• _Consigne de travail 1_
D'après l'extrait fourni, quel mois est présenté comme le mois du partage ?
• _Consigne de travail 2_
Reformulez de manière plus concise le paragraphe de l'extrait fourni qui commence par « Tous ces petits rituels ont du bon », en conservant ses idées principales.
• _Consigne de travail 3_
Dressez la liste complète de ce que mentionne la phrase de l'extrait fourni qui commence par « J’aime y glisser ».

• _Extrait fourni_
══════
Mais, secouons-nous, je suis là pour vous parler de lumières qui pétillent et de bulles qui brillent (serait-ce l’inverse ?)

lightpainting
Séance de « light painting » à deux

Tous ces petits rituels ont du bon ! Ils rassurent, ils nous ancrent dans un présent que l’on tend trop à délaisser. Décembre est, je trouve, le mois du partage. J’aime y glisser de la magie, du rêve, me laisser aller aux joies simples. En grandissant, cela devient dur de ne pas les laisser se faire parasiter par des réflexions très pragmatiques, souvent pessimistes. Pourtant, il y a bien une chose que je commence à comprendre, c’est que le cœur dicte beaucoup. Ou tout du moins aurait beaucoup à dire si le cerveau ne monopolisait pas la conversation! Avec ce mois de tous les possibles, c’est le moment de s’écouter sourire intérieurement, de comprendre ce qui nous met en joie, pour au fil de l’année, apprendre à mieux profiter.
══════
• _Données d'entrée_
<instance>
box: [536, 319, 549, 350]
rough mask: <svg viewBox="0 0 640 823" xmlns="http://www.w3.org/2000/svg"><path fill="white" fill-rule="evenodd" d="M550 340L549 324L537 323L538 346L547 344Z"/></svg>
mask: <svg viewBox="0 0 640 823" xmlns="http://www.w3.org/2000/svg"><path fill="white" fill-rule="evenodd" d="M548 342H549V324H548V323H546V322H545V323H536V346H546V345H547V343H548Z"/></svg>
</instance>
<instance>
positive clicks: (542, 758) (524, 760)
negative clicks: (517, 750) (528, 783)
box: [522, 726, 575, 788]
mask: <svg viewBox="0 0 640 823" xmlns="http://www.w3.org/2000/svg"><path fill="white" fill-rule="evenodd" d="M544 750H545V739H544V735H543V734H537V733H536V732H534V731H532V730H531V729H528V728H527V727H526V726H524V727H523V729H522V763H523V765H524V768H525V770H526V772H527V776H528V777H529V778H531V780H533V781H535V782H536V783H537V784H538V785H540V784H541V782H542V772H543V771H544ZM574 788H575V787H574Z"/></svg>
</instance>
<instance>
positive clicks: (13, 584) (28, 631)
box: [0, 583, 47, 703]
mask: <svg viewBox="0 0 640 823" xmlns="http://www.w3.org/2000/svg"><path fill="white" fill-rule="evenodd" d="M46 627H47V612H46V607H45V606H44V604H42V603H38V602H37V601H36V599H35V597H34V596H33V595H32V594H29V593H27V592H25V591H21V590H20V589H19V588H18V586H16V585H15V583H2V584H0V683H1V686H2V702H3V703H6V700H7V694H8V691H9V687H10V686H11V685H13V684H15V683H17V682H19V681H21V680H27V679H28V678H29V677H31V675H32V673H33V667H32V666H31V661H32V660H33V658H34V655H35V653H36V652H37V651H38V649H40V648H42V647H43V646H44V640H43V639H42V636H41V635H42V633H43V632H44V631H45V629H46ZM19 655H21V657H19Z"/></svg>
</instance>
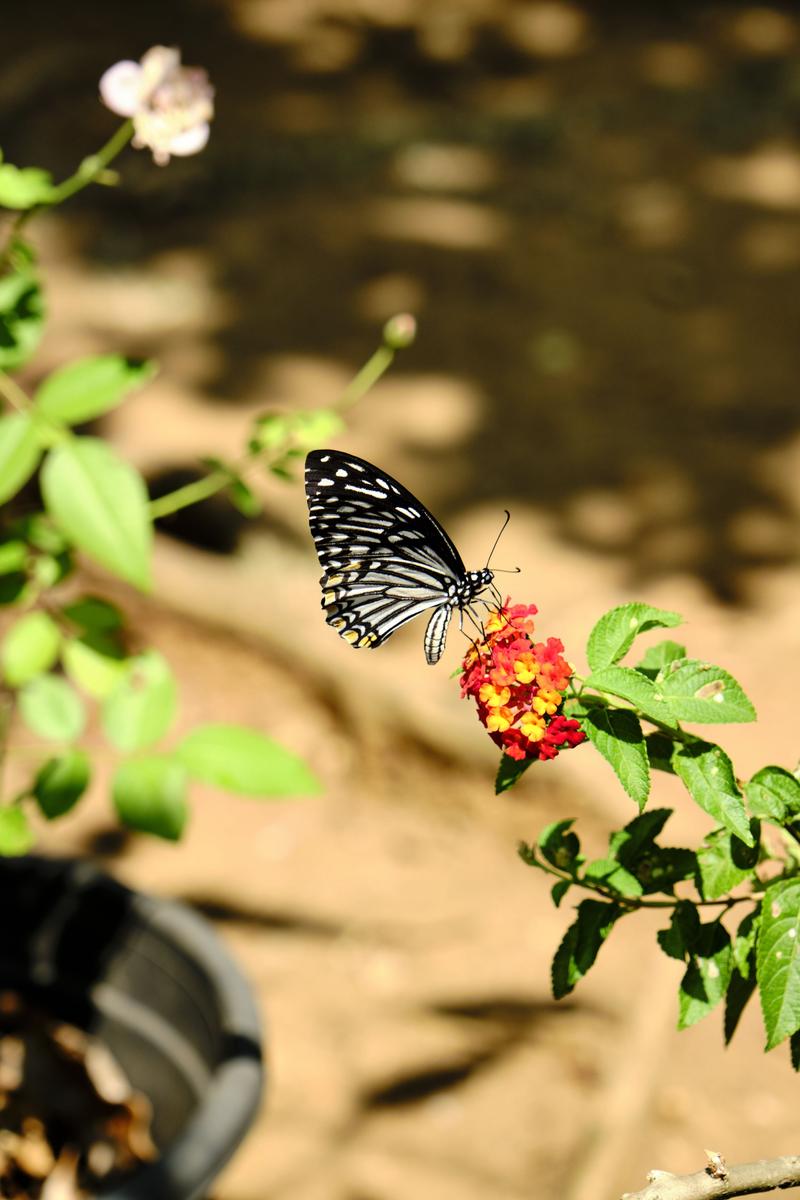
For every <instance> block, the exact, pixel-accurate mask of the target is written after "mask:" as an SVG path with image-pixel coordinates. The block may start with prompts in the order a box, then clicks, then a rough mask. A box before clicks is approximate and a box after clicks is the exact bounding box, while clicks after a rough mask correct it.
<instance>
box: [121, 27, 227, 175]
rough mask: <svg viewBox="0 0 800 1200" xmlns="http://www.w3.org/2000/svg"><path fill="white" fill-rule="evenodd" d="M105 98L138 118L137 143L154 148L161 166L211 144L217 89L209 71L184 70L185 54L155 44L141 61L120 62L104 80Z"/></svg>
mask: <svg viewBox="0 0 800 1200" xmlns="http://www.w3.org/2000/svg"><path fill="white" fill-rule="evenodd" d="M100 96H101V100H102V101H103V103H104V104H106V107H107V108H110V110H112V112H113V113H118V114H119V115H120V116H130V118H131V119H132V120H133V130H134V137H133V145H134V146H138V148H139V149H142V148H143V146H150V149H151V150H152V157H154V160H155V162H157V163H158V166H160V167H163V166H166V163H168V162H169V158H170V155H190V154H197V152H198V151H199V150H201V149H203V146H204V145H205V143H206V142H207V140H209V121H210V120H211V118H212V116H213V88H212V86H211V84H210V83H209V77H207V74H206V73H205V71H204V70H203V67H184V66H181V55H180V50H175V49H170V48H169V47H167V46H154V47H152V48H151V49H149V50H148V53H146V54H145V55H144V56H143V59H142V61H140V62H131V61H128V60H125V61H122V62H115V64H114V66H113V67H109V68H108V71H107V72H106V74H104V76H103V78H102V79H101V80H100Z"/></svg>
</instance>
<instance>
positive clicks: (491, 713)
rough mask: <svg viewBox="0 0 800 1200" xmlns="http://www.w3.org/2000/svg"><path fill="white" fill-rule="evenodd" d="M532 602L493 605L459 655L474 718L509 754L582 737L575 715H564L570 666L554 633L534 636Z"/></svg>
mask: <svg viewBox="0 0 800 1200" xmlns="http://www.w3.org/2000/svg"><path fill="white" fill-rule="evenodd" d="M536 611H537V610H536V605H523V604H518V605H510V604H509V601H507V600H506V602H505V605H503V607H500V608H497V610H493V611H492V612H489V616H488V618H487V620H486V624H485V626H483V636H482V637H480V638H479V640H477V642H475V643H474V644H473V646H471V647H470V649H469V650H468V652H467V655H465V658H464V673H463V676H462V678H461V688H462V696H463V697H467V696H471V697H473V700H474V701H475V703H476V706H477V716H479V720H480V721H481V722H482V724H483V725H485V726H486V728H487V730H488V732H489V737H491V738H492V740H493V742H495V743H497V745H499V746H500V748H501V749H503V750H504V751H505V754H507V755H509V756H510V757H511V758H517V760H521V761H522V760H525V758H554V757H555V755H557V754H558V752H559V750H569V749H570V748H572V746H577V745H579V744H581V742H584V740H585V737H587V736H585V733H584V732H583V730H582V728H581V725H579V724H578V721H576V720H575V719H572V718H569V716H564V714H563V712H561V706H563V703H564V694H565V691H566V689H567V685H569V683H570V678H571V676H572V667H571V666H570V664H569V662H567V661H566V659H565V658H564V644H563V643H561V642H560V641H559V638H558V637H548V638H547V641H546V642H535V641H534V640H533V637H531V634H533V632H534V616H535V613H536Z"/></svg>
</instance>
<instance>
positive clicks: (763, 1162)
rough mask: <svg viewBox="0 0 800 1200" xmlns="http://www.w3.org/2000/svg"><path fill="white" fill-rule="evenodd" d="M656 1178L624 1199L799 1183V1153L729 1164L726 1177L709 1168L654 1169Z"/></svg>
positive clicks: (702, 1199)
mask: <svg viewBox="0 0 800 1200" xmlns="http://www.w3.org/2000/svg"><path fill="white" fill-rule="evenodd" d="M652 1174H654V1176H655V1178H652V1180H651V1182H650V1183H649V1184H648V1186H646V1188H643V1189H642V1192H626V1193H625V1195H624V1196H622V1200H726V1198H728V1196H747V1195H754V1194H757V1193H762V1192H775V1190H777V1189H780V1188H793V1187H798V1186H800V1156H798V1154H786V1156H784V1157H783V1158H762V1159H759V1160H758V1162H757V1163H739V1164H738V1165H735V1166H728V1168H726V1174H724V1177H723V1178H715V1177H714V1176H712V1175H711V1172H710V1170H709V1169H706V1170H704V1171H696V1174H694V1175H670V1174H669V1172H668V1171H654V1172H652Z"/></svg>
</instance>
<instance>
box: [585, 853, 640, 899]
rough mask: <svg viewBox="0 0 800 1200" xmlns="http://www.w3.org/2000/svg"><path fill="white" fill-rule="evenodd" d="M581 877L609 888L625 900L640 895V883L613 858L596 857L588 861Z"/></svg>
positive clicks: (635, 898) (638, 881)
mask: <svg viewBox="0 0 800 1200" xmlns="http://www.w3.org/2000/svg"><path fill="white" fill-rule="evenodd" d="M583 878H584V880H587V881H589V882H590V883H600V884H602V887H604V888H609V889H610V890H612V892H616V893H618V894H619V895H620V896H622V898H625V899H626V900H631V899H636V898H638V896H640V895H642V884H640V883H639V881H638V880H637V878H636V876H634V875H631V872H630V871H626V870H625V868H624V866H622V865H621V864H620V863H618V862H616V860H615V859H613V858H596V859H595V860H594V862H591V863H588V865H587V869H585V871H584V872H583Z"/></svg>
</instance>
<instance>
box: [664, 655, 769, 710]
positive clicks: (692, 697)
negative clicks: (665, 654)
══════
• _Résultat de l'exercice 1_
Décembre.

• _Résultat de l'exercice 2_
Les petits rituels rassurent et ancrent dans un présent trop souvent délaissé. Décembre, mois du partage, se prête à la magie, au rêve et aux joies simples. Avec l'âge, des réflexions pragmatiques et souvent pessimistes parasitent ces joies. Pourtant, le cœur aurait beaucoup à dire si le cerveau ne monopolisait pas la conversation. Ce mois invite à s'écouter sourire intérieurement et à comprendre ce qui met en joie, afin de mieux profiter de l'année.

• _Résultat de l'exercice 3_
- de la magie
- du rêve
- se laisser aller aux joies simples